### [PROBLEM TO SOLVE]
Can you reproduce the listing below, swapping every "pin" for "marker" and leaving all else unchanged?

### [DATA LISTING]
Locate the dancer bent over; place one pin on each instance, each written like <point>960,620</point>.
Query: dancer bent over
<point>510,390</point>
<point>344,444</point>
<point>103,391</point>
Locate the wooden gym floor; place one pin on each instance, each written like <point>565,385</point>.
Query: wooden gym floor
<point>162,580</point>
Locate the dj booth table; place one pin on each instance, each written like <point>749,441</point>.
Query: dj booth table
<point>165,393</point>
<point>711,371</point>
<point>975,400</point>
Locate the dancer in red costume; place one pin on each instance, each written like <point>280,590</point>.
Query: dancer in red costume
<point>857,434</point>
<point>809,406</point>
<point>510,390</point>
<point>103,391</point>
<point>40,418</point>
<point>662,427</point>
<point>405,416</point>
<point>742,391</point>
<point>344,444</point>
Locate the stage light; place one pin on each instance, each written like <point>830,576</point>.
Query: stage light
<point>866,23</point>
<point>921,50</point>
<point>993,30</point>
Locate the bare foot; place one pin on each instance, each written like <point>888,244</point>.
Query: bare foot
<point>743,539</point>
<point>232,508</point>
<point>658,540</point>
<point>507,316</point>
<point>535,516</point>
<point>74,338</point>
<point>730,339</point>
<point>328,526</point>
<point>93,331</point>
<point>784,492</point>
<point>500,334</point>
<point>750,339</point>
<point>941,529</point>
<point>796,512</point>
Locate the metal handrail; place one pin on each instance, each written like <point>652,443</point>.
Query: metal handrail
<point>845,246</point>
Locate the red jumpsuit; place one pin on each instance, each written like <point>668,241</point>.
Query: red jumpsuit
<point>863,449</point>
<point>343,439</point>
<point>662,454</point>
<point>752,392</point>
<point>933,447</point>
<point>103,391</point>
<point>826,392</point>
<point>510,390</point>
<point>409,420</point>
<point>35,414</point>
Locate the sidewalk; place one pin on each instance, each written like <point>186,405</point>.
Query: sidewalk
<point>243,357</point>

### [THE SOLUTION]
Locate the dancer bent over; place one marker on each instance, each written like <point>960,620</point>.
Query: dancer bent over
<point>510,390</point>
<point>344,444</point>
<point>103,391</point>
Locate the wooden gym floor; place one marker on each instance, each written like <point>565,385</point>.
Query: wooden gym floor
<point>162,580</point>
Locate the dj booth table; place one marker on each instance, each written like <point>749,441</point>.
Query: dj booth table
<point>165,393</point>
<point>711,371</point>
<point>975,400</point>
Locate the dancer in red costume; place one marker on each instance, each written like <point>280,590</point>.
Query: dancer in red costume
<point>857,434</point>
<point>809,406</point>
<point>510,390</point>
<point>103,391</point>
<point>40,418</point>
<point>662,427</point>
<point>405,416</point>
<point>742,391</point>
<point>344,444</point>
Locate the stage light; place one marker on each instance, each written like <point>830,576</point>.
Query: stage light
<point>866,23</point>
<point>921,50</point>
<point>993,30</point>
Locate the bare foot; place one marker on each instance, each written like <point>888,244</point>.
Query: bare foot
<point>743,539</point>
<point>232,508</point>
<point>658,540</point>
<point>507,316</point>
<point>535,516</point>
<point>74,338</point>
<point>730,339</point>
<point>328,526</point>
<point>93,331</point>
<point>784,492</point>
<point>500,334</point>
<point>750,339</point>
<point>941,529</point>
<point>796,512</point>
Locate the metal handrail; place one marker on each instance, each written like <point>652,443</point>.
Query: metal handrail
<point>845,246</point>
Locate the red jumpsuit; place one marker on each instance, each written like <point>668,241</point>.
Query: red jumpsuit
<point>863,449</point>
<point>343,439</point>
<point>662,454</point>
<point>752,392</point>
<point>933,447</point>
<point>103,391</point>
<point>826,392</point>
<point>510,390</point>
<point>409,420</point>
<point>35,414</point>
Locate the sidewalk; place one marker on each instance, each written like <point>186,405</point>.
Query: sidewalk
<point>243,357</point>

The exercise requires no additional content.